**Recorded data:**
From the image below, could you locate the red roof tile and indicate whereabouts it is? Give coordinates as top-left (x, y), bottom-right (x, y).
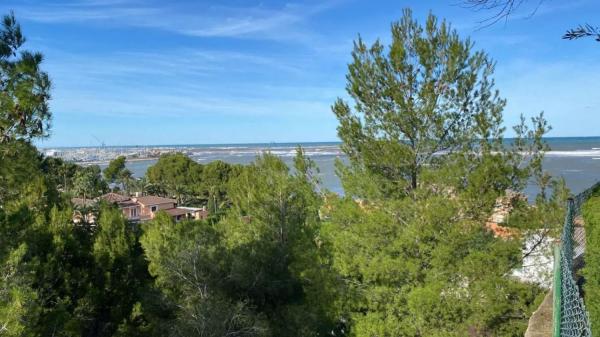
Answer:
top-left (134, 195), bottom-right (176, 206)
top-left (99, 193), bottom-right (130, 203)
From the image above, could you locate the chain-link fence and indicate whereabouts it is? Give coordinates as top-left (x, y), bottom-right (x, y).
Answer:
top-left (553, 182), bottom-right (600, 337)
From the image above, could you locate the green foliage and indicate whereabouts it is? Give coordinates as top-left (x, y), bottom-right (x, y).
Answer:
top-left (128, 176), bottom-right (159, 198)
top-left (103, 156), bottom-right (126, 184)
top-left (141, 212), bottom-right (269, 337)
top-left (0, 187), bottom-right (154, 337)
top-left (0, 244), bottom-right (38, 337)
top-left (41, 156), bottom-right (79, 193)
top-left (0, 140), bottom-right (49, 207)
top-left (146, 153), bottom-right (241, 211)
top-left (103, 156), bottom-right (133, 194)
top-left (326, 9), bottom-right (552, 337)
top-left (83, 206), bottom-right (153, 337)
top-left (0, 12), bottom-right (255, 337)
top-left (333, 8), bottom-right (508, 198)
top-left (322, 194), bottom-right (544, 336)
top-left (140, 152), bottom-right (338, 336)
top-left (509, 177), bottom-right (568, 232)
top-left (220, 153), bottom-right (335, 336)
top-left (0, 140), bottom-right (150, 337)
top-left (0, 10), bottom-right (568, 337)
top-left (73, 165), bottom-right (108, 201)
top-left (146, 153), bottom-right (202, 203)
top-left (0, 12), bottom-right (51, 143)
top-left (582, 193), bottom-right (600, 332)
top-left (201, 160), bottom-right (241, 215)
top-left (0, 144), bottom-right (86, 336)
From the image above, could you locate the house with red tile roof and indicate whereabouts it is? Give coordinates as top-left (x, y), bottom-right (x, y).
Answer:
top-left (97, 193), bottom-right (208, 222)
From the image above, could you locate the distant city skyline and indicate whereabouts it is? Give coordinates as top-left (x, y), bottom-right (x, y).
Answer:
top-left (2, 0), bottom-right (599, 147)
top-left (38, 137), bottom-right (600, 149)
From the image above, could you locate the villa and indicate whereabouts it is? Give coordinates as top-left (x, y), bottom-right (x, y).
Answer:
top-left (74, 192), bottom-right (209, 223)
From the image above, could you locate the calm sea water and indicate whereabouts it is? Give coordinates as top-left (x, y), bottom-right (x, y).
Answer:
top-left (91, 138), bottom-right (600, 198)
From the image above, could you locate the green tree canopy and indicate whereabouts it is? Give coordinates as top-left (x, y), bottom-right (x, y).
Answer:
top-left (85, 206), bottom-right (153, 337)
top-left (141, 152), bottom-right (338, 337)
top-left (141, 212), bottom-right (268, 337)
top-left (582, 192), bottom-right (600, 331)
top-left (146, 153), bottom-right (202, 203)
top-left (103, 156), bottom-right (126, 184)
top-left (0, 12), bottom-right (51, 144)
top-left (103, 156), bottom-right (133, 194)
top-left (145, 153), bottom-right (241, 209)
top-left (41, 156), bottom-right (79, 193)
top-left (325, 9), bottom-right (553, 337)
top-left (0, 13), bottom-right (153, 337)
top-left (199, 160), bottom-right (240, 214)
top-left (333, 8), bottom-right (509, 198)
top-left (218, 152), bottom-right (336, 336)
top-left (0, 140), bottom-right (48, 206)
top-left (0, 9), bottom-right (569, 337)
top-left (73, 165), bottom-right (108, 201)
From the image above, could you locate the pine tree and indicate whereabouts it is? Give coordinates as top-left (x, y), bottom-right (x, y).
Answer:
top-left (0, 12), bottom-right (51, 144)
top-left (326, 9), bottom-right (551, 336)
top-left (333, 8), bottom-right (507, 198)
top-left (219, 152), bottom-right (336, 336)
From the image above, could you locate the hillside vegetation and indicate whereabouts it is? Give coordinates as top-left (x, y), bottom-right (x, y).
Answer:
top-left (0, 9), bottom-right (569, 337)
top-left (582, 192), bottom-right (600, 332)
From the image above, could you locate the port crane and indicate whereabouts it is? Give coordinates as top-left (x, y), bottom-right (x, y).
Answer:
top-left (92, 135), bottom-right (106, 148)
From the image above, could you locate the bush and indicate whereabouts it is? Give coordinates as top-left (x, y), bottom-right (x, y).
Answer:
top-left (581, 194), bottom-right (600, 332)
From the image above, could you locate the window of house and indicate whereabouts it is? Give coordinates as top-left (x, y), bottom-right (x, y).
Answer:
top-left (131, 208), bottom-right (137, 217)
top-left (151, 206), bottom-right (157, 212)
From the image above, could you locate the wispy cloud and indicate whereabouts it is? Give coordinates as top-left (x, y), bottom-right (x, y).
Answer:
top-left (40, 46), bottom-right (342, 120)
top-left (9, 0), bottom-right (342, 41)
top-left (53, 89), bottom-right (334, 119)
top-left (45, 48), bottom-right (308, 80)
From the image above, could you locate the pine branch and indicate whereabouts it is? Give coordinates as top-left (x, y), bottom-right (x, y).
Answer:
top-left (462, 0), bottom-right (600, 43)
top-left (563, 24), bottom-right (600, 42)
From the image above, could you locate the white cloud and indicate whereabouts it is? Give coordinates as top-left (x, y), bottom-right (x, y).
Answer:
top-left (44, 48), bottom-right (308, 81)
top-left (51, 86), bottom-right (335, 119)
top-left (38, 47), bottom-right (342, 120)
top-left (9, 0), bottom-right (342, 41)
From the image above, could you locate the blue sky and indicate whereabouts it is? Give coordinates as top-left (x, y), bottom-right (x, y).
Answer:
top-left (2, 0), bottom-right (599, 147)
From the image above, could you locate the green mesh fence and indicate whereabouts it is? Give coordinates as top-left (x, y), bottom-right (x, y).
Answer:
top-left (553, 182), bottom-right (600, 337)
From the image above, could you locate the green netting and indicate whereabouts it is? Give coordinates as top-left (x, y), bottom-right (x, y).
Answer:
top-left (554, 182), bottom-right (600, 337)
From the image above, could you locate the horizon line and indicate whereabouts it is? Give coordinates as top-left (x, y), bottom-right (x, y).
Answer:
top-left (38, 136), bottom-right (600, 149)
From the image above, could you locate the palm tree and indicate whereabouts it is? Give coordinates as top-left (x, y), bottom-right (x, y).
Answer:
top-left (119, 169), bottom-right (134, 196)
top-left (73, 170), bottom-right (95, 204)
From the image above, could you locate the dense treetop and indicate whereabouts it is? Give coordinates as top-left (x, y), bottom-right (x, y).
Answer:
top-left (0, 12), bottom-right (51, 144)
top-left (334, 9), bottom-right (509, 197)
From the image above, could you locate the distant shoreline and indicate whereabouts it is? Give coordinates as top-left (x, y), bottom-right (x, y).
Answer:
top-left (78, 157), bottom-right (159, 166)
top-left (42, 138), bottom-right (600, 168)
top-left (38, 137), bottom-right (600, 150)
top-left (39, 141), bottom-right (343, 150)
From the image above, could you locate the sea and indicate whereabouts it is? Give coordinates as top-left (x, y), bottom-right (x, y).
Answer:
top-left (52, 137), bottom-right (600, 199)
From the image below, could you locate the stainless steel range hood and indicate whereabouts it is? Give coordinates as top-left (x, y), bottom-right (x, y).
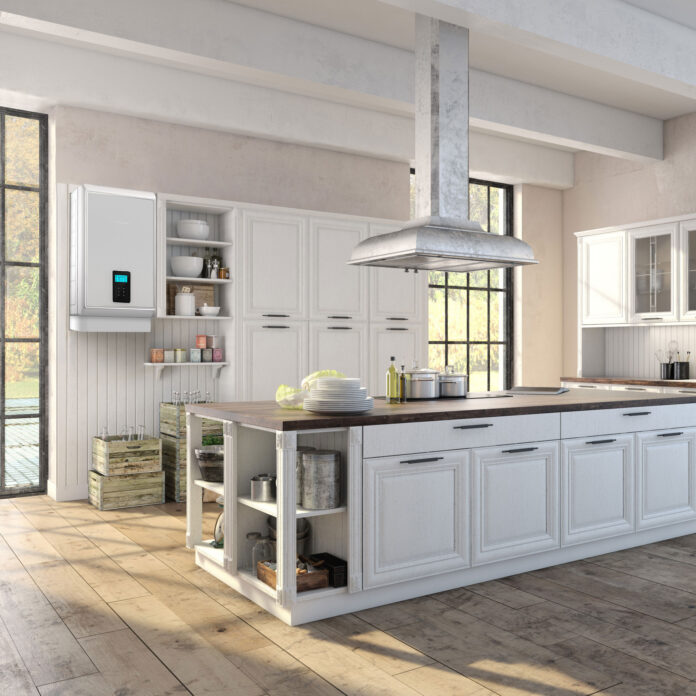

**About this exercise:**
Give the records above again in full and exactly, but exclude every picture.

**Exercise response:**
From the image below, could you locate the red roof tile and indicate whereabouts it is? Give coordinates as top-left (x, y), bottom-right (x, y).
Answer:
top-left (134, 195), bottom-right (176, 206)
top-left (99, 193), bottom-right (130, 203)
From the image above, could you locate the chain-link fence and indicate whereabouts it is? Give coordinates as top-left (x, y), bottom-right (x, y).
Answer:
top-left (553, 182), bottom-right (600, 337)
From the image above, could you locate the green foliage and indicate whereabouts it is? Give coordinates as top-left (x, y), bottom-right (x, y).
Answer:
top-left (128, 176), bottom-right (159, 198)
top-left (103, 156), bottom-right (126, 184)
top-left (141, 212), bottom-right (269, 337)
top-left (0, 187), bottom-right (154, 337)
top-left (0, 244), bottom-right (38, 337)
top-left (41, 156), bottom-right (79, 193)
top-left (0, 140), bottom-right (49, 207)
top-left (146, 153), bottom-right (241, 211)
top-left (103, 156), bottom-right (133, 194)
top-left (326, 9), bottom-right (552, 337)
top-left (83, 206), bottom-right (153, 337)
top-left (0, 12), bottom-right (255, 337)
top-left (333, 8), bottom-right (508, 198)
top-left (322, 194), bottom-right (544, 336)
top-left (140, 152), bottom-right (338, 336)
top-left (509, 177), bottom-right (568, 232)
top-left (220, 153), bottom-right (335, 336)
top-left (0, 140), bottom-right (150, 337)
top-left (0, 10), bottom-right (568, 337)
top-left (73, 165), bottom-right (108, 201)
top-left (146, 153), bottom-right (202, 203)
top-left (0, 12), bottom-right (51, 143)
top-left (582, 193), bottom-right (600, 332)
top-left (201, 160), bottom-right (241, 215)
top-left (0, 144), bottom-right (86, 336)
From the image above, could you locate the house with red tile roof and indicate whereabouts it is? Give coordinates as top-left (x, y), bottom-right (x, y).
Answer:
top-left (97, 193), bottom-right (208, 222)
From the image above, could you locate the distant city skyline and indicate whereabouts it is? Give coordinates as top-left (x, y), bottom-right (x, y).
Answer:
top-left (2, 0), bottom-right (599, 147)
top-left (38, 137), bottom-right (600, 149)
From the image above, could you locate the villa and indicate whereabouts it is? Give coordinates as top-left (x, y), bottom-right (x, y).
Answer:
top-left (74, 192), bottom-right (209, 223)
From the image above, could you locate the calm sea water and indicate whereabouts it is? Give coordinates as top-left (x, y), bottom-right (x, y).
Answer:
top-left (91, 138), bottom-right (600, 198)
From the image above, could you locate the green tree canopy and indicate whereabouts it is? Give coordinates as top-left (x, y), bottom-right (x, y).
Answer:
top-left (85, 206), bottom-right (153, 337)
top-left (141, 152), bottom-right (338, 337)
top-left (141, 212), bottom-right (268, 337)
top-left (582, 192), bottom-right (600, 331)
top-left (146, 153), bottom-right (202, 203)
top-left (103, 156), bottom-right (126, 184)
top-left (0, 12), bottom-right (51, 144)
top-left (103, 156), bottom-right (133, 194)
top-left (145, 153), bottom-right (241, 209)
top-left (41, 156), bottom-right (79, 193)
top-left (325, 9), bottom-right (553, 337)
top-left (0, 13), bottom-right (153, 337)
top-left (199, 160), bottom-right (240, 214)
top-left (333, 8), bottom-right (509, 198)
top-left (218, 152), bottom-right (336, 336)
top-left (0, 140), bottom-right (48, 206)
top-left (0, 9), bottom-right (569, 337)
top-left (73, 165), bottom-right (108, 201)
From the image above, could you locate the pine tree and indicate whereabouts it is? Give coordinates as top-left (x, y), bottom-right (x, y).
Answer:
top-left (0, 12), bottom-right (51, 144)
top-left (326, 9), bottom-right (551, 336)
top-left (333, 8), bottom-right (507, 198)
top-left (219, 152), bottom-right (336, 336)
From the image above, could you locate the hillside vegetation and indicate whereabouts it is? Give coordinates as top-left (x, y), bottom-right (x, y).
Answer:
top-left (0, 9), bottom-right (569, 337)
top-left (582, 192), bottom-right (600, 332)
From the image above, could you locate the port crane and indicate whereabouts it is? Give coordinates as top-left (x, y), bottom-right (x, y).
Answer:
top-left (92, 135), bottom-right (106, 148)
From the image above, could you locate the bush and indicate whereabouts it is? Give coordinates as top-left (x, y), bottom-right (x, y).
Answer:
top-left (581, 194), bottom-right (600, 332)
From the image above, could you locate the window of house and indicate whereabouts it is? Give coordinates as top-left (x, y), bottom-right (x, y).
Answer:
top-left (131, 208), bottom-right (137, 217)
top-left (151, 206), bottom-right (157, 212)
From the image above, could you locate the wispy cloud and indicate whereabouts it is? Give coordinates as top-left (x, y), bottom-right (x, y).
Answer:
top-left (40, 46), bottom-right (342, 120)
top-left (9, 0), bottom-right (342, 41)
top-left (53, 89), bottom-right (334, 119)
top-left (45, 48), bottom-right (308, 80)
From the image above, could you locate the pine branch and indicate whereabouts it is? Give coordinates as top-left (x, y), bottom-right (x, y).
Answer:
top-left (462, 0), bottom-right (600, 43)
top-left (563, 24), bottom-right (600, 42)
From the image above, could you locate the white cloud and indicate whereabouts it is? Give coordinates as top-left (x, y), bottom-right (x, y).
Answer:
top-left (44, 48), bottom-right (308, 81)
top-left (51, 86), bottom-right (335, 119)
top-left (38, 47), bottom-right (342, 120)
top-left (9, 0), bottom-right (342, 41)
From the image above, could you locate the blue sky and indicate whereabouts it is? Give coordinates as top-left (x, y), bottom-right (x, y).
Answer:
top-left (2, 0), bottom-right (599, 147)
From the image above, could you locate the green mesh fence and indicate whereabouts it is? Give coordinates as top-left (x, y), bottom-right (x, y).
Answer:
top-left (553, 182), bottom-right (600, 337)
From the image above, could you locate the green netting and indicate whereabouts it is? Give coordinates as top-left (x, y), bottom-right (x, y).
Answer:
top-left (554, 182), bottom-right (600, 337)
From the image above, could you locate the horizon line and indicate whereabouts it is? Give coordinates as top-left (x, y), bottom-right (x, y).
Answer:
top-left (38, 136), bottom-right (600, 149)
From the image above, could you locate the palm tree and indicate whereabouts it is? Give coordinates as top-left (x, y), bottom-right (x, y).
Answer:
top-left (119, 169), bottom-right (134, 196)
top-left (73, 170), bottom-right (95, 204)
From the image above, could you locate the dense treetop and indicate whereabouts it is? Give coordinates as top-left (x, y), bottom-right (x, y).
Answer:
top-left (0, 12), bottom-right (51, 144)
top-left (334, 9), bottom-right (509, 197)
From the image above, could you locate the distant shoreline and indicate whereabouts it is? Give coordinates as top-left (x, y), bottom-right (x, y).
Answer:
top-left (78, 157), bottom-right (159, 166)
top-left (42, 138), bottom-right (600, 168)
top-left (38, 137), bottom-right (600, 150)
top-left (39, 141), bottom-right (343, 150)
From the image above, could you locate the sea and indicate whereabouts it is? Give coordinates as top-left (x, y), bottom-right (x, y).
Answer:
top-left (52, 137), bottom-right (600, 199)
From the image below, could you locate the stainless steel range hood and indicate whereabouts it is? Give coordinates as top-left (x, y), bottom-right (x, y).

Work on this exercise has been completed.